____ MATERIAL FOR THIS EXERCISE

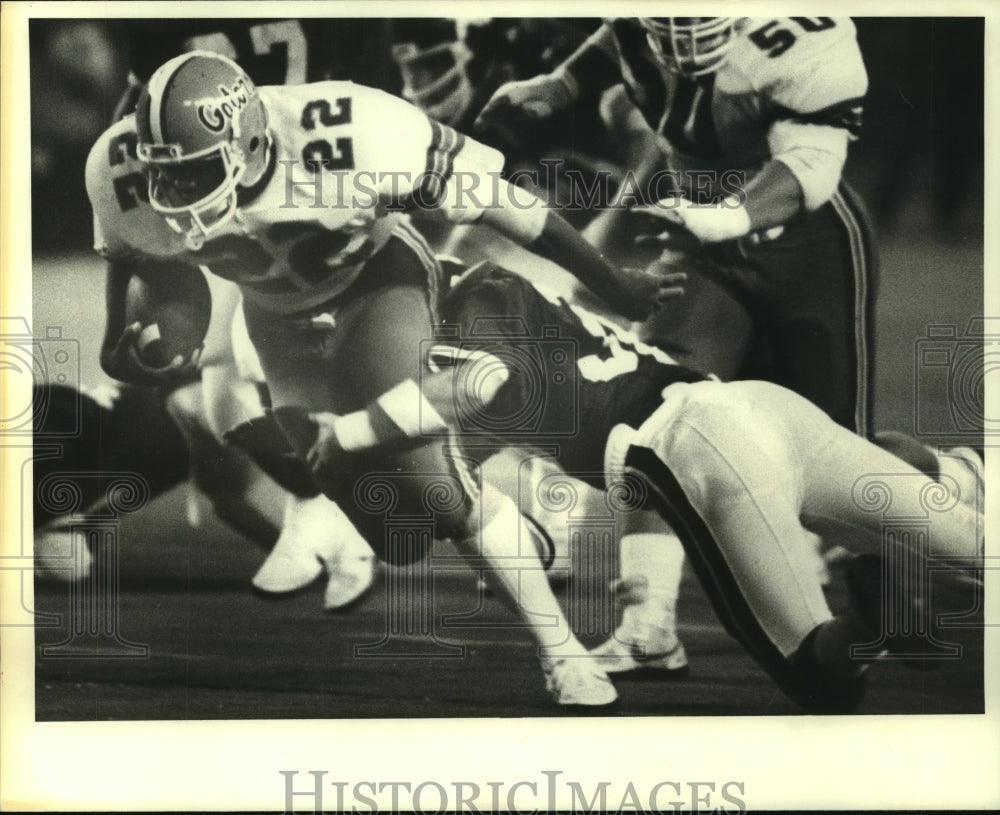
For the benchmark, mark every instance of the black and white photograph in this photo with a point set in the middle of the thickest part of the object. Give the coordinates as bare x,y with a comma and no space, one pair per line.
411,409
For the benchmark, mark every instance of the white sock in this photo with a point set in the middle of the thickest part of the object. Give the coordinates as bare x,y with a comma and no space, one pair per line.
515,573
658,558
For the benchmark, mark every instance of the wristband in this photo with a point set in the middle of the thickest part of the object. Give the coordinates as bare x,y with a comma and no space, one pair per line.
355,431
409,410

________
____ MATERIAL FOR THIS EXERCISE

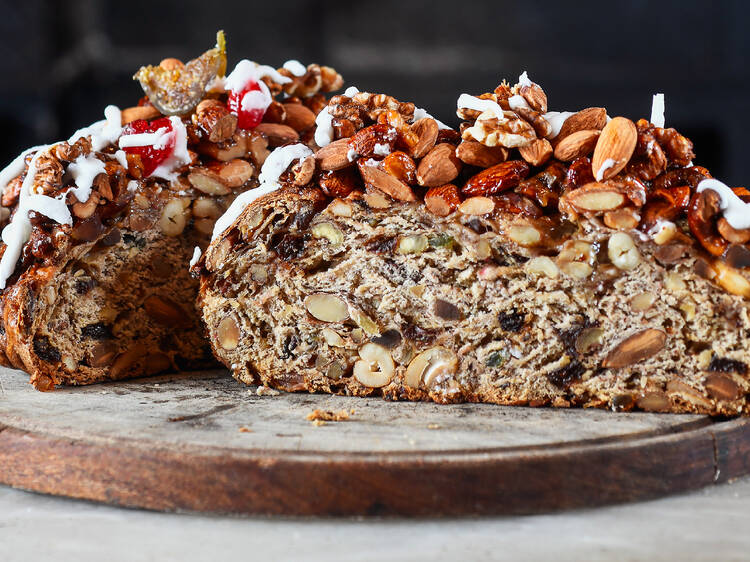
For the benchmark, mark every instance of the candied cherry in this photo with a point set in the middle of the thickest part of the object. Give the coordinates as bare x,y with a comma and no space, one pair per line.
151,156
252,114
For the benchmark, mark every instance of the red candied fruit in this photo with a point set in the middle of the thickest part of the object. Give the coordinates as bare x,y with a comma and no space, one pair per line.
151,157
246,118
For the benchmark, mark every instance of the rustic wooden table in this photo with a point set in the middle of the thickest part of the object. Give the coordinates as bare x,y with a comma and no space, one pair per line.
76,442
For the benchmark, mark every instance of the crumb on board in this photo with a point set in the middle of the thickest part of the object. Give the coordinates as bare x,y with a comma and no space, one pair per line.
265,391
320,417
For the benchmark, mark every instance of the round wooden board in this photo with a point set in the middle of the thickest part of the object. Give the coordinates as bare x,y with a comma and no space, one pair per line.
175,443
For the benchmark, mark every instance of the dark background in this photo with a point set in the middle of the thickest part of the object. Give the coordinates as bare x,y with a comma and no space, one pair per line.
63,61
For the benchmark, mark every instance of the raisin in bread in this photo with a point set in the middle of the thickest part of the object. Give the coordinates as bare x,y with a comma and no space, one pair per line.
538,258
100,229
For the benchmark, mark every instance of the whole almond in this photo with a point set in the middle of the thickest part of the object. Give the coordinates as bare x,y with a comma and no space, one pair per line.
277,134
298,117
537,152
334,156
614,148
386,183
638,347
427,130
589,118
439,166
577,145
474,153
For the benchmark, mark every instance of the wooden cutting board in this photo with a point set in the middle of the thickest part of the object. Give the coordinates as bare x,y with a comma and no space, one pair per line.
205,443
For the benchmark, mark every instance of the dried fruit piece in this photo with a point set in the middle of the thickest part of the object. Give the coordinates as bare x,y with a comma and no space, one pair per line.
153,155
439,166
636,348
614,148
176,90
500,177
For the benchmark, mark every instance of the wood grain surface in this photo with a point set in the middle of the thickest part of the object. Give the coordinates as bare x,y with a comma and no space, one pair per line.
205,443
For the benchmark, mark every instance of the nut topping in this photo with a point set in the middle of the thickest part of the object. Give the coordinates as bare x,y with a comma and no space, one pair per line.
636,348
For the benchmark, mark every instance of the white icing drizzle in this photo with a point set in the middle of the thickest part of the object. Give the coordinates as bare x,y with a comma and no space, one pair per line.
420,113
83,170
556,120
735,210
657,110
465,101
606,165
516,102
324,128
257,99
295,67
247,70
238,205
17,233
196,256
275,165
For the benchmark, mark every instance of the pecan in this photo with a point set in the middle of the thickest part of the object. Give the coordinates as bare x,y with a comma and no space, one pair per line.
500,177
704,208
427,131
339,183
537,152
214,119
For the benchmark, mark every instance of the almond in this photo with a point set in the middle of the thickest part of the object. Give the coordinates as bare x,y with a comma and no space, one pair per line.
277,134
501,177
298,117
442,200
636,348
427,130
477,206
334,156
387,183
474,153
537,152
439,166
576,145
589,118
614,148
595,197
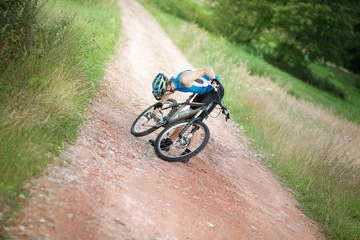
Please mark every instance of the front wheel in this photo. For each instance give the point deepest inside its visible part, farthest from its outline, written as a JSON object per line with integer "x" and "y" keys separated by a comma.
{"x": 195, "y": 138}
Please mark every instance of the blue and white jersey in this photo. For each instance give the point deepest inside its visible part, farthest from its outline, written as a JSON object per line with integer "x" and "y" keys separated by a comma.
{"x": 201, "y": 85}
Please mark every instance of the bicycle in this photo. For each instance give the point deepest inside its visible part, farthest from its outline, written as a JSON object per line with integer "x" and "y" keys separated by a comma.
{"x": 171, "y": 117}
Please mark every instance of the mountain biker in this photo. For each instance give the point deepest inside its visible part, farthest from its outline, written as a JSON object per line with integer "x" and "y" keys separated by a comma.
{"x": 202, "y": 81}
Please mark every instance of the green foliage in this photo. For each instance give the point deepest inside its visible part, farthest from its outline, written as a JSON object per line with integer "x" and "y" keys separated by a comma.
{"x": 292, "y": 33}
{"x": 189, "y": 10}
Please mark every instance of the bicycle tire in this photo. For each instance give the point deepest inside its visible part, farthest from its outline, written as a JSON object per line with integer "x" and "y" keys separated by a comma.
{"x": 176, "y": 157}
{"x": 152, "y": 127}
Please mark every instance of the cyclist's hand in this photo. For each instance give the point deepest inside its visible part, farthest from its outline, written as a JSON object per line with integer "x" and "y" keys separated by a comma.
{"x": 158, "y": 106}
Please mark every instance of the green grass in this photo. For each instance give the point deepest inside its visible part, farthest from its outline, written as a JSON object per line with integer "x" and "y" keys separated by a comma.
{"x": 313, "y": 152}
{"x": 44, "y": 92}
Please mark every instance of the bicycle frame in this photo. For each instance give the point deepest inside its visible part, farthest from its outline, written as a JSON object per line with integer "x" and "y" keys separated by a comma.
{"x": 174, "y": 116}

________

- **EXERCISE INSTRUCTIONS**: Count the lines in the material above that contain the word "Please", and reply with only that number.

- **THE ANSWER**: 9